__EXERCISE__. Can you copy out word for word everything in the material below, from the line containing "object_class: banyan tree" down to the line containing "257,69,278,81", with both of those lines included?

(Material from a labeling collection)
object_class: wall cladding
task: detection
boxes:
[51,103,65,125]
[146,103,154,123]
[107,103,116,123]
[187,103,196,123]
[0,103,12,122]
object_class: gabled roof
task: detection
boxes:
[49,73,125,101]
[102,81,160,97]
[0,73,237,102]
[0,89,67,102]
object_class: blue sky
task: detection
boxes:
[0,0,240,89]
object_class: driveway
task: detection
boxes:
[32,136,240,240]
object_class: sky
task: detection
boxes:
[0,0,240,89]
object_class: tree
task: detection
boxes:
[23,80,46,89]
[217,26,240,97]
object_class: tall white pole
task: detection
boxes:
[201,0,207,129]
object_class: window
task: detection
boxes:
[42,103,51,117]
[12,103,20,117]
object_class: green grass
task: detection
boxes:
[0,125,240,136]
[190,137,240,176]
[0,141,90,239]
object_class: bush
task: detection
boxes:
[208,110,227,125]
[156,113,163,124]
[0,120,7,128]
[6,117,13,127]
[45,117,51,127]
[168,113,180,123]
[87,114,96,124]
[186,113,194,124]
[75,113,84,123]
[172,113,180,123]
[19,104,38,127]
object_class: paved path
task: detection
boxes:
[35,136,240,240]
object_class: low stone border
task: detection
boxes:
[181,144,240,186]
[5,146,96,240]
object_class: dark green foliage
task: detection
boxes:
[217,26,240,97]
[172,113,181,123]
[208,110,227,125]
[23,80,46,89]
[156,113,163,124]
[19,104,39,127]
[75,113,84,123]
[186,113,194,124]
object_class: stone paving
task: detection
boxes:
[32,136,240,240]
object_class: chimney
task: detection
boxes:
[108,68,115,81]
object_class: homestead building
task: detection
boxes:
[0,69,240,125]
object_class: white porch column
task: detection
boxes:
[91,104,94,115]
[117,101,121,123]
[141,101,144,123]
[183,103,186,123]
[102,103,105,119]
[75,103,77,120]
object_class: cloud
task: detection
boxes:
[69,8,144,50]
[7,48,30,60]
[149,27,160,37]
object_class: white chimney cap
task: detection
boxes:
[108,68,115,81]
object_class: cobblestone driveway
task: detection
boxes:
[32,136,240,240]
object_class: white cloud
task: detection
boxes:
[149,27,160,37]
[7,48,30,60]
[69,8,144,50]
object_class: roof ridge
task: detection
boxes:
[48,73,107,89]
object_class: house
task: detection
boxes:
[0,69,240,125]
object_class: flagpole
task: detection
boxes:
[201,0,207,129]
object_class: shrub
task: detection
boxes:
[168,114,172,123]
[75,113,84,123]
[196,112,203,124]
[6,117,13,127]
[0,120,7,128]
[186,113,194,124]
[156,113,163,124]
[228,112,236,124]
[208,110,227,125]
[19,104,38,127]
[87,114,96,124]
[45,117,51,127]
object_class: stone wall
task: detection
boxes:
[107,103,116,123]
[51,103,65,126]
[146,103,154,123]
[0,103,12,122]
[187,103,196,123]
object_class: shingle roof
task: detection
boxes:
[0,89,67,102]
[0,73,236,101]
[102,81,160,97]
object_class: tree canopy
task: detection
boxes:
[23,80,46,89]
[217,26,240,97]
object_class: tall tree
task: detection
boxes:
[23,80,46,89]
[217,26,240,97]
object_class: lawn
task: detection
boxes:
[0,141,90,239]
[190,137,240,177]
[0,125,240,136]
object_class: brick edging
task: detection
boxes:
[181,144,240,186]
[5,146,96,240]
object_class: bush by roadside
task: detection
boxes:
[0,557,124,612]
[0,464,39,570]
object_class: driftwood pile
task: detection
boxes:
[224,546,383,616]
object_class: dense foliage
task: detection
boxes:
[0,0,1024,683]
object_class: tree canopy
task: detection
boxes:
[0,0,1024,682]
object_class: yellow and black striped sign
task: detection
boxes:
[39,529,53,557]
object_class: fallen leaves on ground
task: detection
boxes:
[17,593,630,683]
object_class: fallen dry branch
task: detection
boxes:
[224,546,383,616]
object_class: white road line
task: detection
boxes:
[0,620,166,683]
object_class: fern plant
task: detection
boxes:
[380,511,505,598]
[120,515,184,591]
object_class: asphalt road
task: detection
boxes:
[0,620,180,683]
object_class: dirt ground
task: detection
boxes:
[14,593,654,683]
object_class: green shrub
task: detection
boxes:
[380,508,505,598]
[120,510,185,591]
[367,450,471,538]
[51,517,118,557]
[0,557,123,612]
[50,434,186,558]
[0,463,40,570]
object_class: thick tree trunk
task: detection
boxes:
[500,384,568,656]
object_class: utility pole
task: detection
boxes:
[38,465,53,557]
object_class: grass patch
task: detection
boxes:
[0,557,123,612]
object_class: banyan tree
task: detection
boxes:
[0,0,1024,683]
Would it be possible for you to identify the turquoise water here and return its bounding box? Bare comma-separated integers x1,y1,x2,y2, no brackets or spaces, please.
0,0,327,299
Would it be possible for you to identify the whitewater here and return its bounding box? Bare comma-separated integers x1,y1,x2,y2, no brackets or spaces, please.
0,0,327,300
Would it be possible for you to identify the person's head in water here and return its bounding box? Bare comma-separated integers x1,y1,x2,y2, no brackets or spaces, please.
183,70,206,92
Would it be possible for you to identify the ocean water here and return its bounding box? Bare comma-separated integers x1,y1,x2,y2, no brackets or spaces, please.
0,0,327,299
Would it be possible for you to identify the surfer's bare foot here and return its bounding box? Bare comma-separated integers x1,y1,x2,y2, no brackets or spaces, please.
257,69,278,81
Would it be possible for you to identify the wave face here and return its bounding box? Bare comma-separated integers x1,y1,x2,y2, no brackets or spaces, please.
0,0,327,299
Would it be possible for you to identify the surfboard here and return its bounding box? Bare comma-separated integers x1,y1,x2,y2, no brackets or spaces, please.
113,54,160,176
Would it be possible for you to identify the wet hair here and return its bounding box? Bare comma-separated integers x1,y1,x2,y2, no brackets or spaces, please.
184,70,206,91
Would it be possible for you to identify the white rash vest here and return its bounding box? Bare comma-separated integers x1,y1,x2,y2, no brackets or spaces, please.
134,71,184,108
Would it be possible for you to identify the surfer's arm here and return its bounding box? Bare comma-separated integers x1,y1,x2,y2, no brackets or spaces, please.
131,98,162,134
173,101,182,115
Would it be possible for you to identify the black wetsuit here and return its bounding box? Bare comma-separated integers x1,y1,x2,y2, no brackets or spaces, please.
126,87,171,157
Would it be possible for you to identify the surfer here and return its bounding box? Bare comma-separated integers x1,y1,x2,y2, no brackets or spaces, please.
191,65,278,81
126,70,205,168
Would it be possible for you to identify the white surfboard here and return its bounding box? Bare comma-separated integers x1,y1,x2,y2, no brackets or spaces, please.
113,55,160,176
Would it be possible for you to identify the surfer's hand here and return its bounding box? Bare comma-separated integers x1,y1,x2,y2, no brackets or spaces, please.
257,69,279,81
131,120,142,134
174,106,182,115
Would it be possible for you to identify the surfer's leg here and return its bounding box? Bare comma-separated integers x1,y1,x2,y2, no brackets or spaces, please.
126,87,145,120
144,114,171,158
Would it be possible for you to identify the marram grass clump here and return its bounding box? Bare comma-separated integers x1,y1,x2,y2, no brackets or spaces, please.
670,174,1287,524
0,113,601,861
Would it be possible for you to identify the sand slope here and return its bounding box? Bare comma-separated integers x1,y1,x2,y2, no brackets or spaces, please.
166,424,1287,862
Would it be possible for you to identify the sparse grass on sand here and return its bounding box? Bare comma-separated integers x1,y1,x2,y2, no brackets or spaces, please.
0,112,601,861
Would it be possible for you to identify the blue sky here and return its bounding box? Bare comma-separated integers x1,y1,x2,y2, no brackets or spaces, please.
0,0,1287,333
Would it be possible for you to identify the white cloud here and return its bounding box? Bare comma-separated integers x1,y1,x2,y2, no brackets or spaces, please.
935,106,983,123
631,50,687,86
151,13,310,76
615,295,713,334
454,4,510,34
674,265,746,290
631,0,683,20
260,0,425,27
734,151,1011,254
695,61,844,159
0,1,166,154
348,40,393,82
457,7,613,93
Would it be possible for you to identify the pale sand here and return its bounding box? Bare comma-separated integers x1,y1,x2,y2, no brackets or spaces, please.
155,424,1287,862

__ANSWER TO THE TASK__.
object_class: banyan tree
task: detection
boxes:
[0,0,1024,683]
Would it be possible for you to identify the turquoise water here and return its bounding box? Bare comma-separated integers x1,y1,x2,y2, no brackets or spaces, please.
0,0,327,299
Would it be possible for you to identify the whitewater here and return its bounding box? Bare comma-separated integers x1,y1,x2,y2, no brackets or spaces, please.
0,0,327,300
Would it be possible for you to identify the person's head in water here and return its bounding box? Bare comma-separated integers x1,y1,x2,y2, no brackets or spaces, please.
183,70,206,92
Would it be possible for you to identify the ocean water here and return its bounding box? Bare comma-separated integers x1,y1,x2,y2, no brackets or spaces, please.
0,0,327,299
Would it be possible for you to identify the surfer's bare foot here and return its bounding box? Bare comma-separated integers x1,y1,x2,y2, no brackets or spaces, please.
257,69,278,81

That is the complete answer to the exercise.